Work to complete:
Print, word for word, the part of the reader comments below that begins at the words "Where Victor Orban" and stops after "even Mueller tip-toed.".

Source excerpt:
╭──
So-called “Citizens United” dealt the mortal blow to this democracy. Corporations are NOT people—they are a legal tool to protect business management from personal liability when “corporate decisions” result in harm. Yet, today, government officials are beholden to their massive donations supporting their offices. So long as this situation stands, there is no “We, the People.” Who runs our world? Those who run Blackrock and Vanguard. They have their Peeps in high places regardless of the party in power.
Where Victor Orban is concerned, he is a Putin puppet —THE Putin puppet— who assisted the RNC for Trump’s election. He hired the “Finklestein Group—Manafort, Roger Stone, Rick Gates—so they could launder money (NRA assisted) through a shell company; they helped his climb to power, taking money from Oleg Deripaska, who then passed info to Russia’s GRU & the Kremlin re: Trump. Ultimately, Russia is a mob state and the real leadership comes from Mogilevich. This must be suitable to the Corporate Suits because it is the status quo. Why does Trump’s cult still follow lockstep? Fear. Apparently, even Mueller tip-toed.
I would also urge you to read up on Charles Koch and his billionaire gang—he masterminded the RNC infrastructure that led to Citizens United.
So, yes, the GOPigs embrace authoritarianism and not until “Citizens United” is repealed will there be any hope to stop this March toward fascism in the USA.
October 26, 2021
This is very serious stuff and demands our attention. I grew up about 70 miles west of DC in Hagerstown. It was a nice safe place to grow up for kids. We could ride our bikes anywhere and stay out all day during the summer and just play. My high school friends who stayed there are mostly Trump supporters, (except for the artists & musicians) those of us who got out are mostly not. We had the same up-bringing...and many of my friends who stayed or didn't, went to college. A lot of this feels like it's rural vs urban. Those of us who have lived a more diverse life and interact with a broader spectrum of people have a different point of view. I'm really trying to figure out what action I can take, what use of my time, talents and resources can help make a difference. Heather does an excellent job of compiling and interpreting the happenings and trends. We need to harness this information and use it to keep this democracy more healthy than not....and it's an on-going job, there will likely never be an end game to this.
For the life of me, I do not understand the prioritization of the Democrats political agenda. We are at a crossroads in America. The Democrats are not only doing a horrible job of messaging, they're talking about the infrastructure legislation far too much, while virtually ignoring the disenfranchisement of millions of their supporters by failing to enact legislation to restore voting rights.
It's like showing everyone your plans to build a big bookcase in your den, while your house is being threatened by a raging wildfire. If your house burns to the ground, the bookshelf will burn right along with it.
╰──
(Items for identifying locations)
╭──
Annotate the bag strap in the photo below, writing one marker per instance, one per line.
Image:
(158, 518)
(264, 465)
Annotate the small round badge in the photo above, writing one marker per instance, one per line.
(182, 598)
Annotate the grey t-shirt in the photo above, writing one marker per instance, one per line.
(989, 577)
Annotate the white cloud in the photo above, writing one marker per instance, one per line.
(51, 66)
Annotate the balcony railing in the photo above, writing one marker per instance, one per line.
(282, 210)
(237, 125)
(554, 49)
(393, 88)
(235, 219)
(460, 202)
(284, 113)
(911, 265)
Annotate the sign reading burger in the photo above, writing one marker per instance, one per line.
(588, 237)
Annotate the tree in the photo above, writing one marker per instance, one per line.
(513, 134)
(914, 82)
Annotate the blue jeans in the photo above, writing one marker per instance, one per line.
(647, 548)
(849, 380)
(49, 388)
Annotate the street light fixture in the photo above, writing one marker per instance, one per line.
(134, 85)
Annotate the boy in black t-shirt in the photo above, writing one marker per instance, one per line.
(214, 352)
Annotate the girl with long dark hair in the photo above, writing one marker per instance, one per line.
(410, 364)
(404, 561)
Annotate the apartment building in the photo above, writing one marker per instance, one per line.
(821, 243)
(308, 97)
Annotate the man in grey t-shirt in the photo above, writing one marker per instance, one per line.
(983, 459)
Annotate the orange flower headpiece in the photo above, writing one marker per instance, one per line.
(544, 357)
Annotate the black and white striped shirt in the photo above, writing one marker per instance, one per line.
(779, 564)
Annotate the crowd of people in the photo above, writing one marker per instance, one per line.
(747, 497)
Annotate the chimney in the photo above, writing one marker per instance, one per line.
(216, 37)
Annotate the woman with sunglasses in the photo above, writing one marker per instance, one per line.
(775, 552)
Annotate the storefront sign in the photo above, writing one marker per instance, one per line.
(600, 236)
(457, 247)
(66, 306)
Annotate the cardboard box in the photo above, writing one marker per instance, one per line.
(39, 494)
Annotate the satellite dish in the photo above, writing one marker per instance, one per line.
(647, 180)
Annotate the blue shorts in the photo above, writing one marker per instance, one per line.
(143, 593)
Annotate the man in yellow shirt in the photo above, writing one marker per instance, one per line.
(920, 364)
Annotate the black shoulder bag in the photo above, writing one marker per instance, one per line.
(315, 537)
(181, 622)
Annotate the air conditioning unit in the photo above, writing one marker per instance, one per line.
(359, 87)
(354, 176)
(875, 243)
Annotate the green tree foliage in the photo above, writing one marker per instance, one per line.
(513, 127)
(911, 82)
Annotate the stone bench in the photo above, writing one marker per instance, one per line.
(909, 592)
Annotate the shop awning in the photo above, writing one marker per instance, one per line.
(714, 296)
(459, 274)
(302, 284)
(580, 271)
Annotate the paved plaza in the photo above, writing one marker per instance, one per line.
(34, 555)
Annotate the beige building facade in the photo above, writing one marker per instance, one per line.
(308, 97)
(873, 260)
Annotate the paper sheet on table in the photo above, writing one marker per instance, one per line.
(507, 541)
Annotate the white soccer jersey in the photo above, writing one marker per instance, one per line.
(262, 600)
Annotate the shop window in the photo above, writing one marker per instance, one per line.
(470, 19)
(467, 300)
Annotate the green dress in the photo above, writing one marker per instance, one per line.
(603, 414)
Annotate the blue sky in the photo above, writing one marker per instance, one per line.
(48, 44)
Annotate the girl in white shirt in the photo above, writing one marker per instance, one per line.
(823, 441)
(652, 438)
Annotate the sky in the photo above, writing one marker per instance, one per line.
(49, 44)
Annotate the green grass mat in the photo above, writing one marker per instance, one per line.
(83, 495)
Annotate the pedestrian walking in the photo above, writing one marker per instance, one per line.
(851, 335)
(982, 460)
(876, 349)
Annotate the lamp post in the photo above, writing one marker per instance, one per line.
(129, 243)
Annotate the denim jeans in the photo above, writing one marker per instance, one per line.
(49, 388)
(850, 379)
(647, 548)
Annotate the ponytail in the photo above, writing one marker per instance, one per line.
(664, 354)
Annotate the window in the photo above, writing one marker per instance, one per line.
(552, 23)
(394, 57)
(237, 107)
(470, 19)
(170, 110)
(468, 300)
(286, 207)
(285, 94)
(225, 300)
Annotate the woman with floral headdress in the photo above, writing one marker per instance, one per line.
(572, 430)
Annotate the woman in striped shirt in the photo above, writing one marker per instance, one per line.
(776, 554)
╰──
Result below:
Where Victor Orban is concerned, he is a Putin puppet —THE Putin puppet— who assisted the RNC for Trump’s election. He hired the “Finklestein Group—Manafort, Roger Stone, Rick Gates—so they could launder money (NRA assisted) through a shell company; they helped his climb to power, taking money from Oleg Deripaska, who then passed info to Russia’s GRU & the Kremlin re: Trump. Ultimately, Russia is a mob state and the real leadership comes from Mogilevich. This must be suitable to the Corporate Suits because it is the status quo. Why does Trump’s cult still follow lockstep? Fear. Apparently, even Mueller tip-toed.